+++ INFORMATION GIVEN

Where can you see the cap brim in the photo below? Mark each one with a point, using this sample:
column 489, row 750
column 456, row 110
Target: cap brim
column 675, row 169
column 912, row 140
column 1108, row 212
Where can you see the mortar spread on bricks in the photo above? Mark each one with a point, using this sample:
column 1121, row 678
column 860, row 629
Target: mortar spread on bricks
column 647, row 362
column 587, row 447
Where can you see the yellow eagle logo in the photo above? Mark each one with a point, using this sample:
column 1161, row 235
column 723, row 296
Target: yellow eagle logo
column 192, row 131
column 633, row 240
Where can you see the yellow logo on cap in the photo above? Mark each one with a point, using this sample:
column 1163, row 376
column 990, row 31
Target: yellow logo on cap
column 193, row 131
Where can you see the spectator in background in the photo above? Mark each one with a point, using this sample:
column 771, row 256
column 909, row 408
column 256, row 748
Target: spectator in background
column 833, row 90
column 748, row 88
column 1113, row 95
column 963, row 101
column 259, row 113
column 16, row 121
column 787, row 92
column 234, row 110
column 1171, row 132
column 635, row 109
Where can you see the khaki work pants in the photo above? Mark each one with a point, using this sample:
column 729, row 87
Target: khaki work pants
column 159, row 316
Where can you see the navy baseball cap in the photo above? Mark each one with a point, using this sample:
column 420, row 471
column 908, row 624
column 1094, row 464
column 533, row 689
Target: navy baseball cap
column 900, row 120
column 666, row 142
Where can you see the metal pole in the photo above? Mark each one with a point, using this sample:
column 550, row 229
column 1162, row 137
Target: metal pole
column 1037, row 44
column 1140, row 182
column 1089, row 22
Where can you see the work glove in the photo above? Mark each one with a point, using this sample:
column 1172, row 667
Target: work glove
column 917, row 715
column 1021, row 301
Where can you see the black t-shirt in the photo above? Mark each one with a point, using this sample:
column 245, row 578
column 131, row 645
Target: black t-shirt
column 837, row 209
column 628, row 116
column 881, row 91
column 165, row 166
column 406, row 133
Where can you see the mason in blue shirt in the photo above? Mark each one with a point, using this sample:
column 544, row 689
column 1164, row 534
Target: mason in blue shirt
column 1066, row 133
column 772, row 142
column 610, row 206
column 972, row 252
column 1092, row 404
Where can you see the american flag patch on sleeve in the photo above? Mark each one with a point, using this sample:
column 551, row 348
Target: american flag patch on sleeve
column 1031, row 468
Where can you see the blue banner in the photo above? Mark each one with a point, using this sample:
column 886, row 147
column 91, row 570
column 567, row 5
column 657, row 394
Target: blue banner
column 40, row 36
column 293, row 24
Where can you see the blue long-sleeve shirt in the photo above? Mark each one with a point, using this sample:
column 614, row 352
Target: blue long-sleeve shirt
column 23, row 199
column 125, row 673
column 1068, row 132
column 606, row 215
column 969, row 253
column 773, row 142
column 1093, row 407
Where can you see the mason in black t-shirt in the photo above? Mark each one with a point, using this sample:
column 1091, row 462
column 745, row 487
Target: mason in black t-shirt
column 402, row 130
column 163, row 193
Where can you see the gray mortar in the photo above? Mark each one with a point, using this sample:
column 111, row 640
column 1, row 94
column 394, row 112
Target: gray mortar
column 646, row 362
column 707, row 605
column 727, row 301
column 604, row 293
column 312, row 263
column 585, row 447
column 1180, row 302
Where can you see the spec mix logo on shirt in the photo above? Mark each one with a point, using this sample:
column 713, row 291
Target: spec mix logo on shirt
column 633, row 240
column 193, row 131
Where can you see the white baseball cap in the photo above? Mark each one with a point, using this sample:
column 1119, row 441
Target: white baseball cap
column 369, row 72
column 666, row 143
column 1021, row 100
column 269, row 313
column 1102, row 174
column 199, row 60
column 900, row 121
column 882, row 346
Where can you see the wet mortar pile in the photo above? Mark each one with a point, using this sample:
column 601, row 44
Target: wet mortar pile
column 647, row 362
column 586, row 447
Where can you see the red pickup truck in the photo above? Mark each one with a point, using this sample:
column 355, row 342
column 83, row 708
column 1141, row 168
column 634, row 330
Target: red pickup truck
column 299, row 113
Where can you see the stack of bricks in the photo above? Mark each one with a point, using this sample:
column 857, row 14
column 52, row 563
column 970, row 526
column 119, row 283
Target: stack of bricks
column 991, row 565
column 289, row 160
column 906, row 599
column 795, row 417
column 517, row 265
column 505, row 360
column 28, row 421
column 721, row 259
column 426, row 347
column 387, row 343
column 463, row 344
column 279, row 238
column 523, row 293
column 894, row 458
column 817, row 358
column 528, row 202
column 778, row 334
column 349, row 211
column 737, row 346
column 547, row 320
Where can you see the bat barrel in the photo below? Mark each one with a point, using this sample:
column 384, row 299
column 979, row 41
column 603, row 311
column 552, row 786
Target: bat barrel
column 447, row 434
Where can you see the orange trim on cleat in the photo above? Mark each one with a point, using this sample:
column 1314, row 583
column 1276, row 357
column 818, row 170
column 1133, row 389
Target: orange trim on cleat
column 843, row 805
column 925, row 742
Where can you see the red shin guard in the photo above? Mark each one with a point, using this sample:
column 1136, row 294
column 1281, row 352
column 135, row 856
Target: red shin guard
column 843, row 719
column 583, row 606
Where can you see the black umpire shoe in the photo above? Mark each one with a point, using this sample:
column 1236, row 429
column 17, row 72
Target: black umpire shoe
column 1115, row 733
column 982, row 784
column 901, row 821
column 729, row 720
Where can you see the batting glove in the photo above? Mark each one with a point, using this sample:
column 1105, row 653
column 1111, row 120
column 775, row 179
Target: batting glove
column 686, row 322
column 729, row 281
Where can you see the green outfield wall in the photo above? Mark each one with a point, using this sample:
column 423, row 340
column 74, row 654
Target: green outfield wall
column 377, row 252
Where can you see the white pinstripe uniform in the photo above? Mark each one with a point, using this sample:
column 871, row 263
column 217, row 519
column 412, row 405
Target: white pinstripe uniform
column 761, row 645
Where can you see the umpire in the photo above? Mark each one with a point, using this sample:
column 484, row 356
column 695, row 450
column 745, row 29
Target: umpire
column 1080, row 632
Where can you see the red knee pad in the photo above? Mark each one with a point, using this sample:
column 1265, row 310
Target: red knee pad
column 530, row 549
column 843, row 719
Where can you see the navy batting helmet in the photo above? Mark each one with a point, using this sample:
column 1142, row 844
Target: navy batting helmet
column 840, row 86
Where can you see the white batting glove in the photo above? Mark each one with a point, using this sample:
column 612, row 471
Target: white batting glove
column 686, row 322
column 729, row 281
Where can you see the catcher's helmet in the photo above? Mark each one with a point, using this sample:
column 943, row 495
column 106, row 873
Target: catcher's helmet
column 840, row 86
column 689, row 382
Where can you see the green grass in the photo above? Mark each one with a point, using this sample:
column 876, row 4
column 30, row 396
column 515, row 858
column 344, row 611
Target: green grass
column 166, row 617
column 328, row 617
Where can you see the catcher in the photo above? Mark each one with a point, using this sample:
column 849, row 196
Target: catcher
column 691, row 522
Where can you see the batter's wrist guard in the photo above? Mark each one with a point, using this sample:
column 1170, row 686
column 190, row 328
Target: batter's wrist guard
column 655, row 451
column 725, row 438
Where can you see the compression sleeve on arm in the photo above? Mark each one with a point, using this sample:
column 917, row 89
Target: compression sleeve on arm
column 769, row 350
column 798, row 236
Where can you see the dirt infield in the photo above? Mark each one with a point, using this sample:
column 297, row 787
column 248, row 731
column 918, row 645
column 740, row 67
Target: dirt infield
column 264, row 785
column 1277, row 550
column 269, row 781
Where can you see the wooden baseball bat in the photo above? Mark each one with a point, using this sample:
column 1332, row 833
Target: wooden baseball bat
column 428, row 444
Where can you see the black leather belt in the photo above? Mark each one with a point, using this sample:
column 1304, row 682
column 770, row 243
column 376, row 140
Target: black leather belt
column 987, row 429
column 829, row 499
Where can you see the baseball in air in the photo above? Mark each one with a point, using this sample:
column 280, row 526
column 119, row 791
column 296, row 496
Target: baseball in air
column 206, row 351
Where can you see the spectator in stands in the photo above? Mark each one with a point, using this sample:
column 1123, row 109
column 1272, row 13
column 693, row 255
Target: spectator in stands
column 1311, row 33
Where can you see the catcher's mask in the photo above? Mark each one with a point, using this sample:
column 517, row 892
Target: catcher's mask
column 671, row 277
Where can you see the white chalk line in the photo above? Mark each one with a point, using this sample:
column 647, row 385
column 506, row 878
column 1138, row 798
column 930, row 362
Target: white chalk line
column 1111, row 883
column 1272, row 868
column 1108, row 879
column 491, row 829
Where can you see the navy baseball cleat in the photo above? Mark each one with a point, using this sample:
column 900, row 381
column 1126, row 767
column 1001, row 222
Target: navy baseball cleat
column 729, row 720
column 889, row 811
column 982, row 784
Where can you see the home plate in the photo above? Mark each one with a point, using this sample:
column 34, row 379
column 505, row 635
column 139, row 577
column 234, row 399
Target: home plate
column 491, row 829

++++++

** TASK OBJECTIVE **
Quote the listing above verbatim, from the line containing "Where can you see the spectator in stands" up to and including the line containing "column 671, row 277".

** SOLUTION FOR THIS EXERCISE **
Where can you see the spectator in stands in the photo above? Mark each one with a point, using this sample:
column 1123, row 109
column 1272, row 13
column 693, row 255
Target: spectator in stands
column 1311, row 33
Where can you see the catcher's mask in the photo above? Mark each one with a point, using this sample:
column 517, row 892
Target: catcher's mask
column 671, row 277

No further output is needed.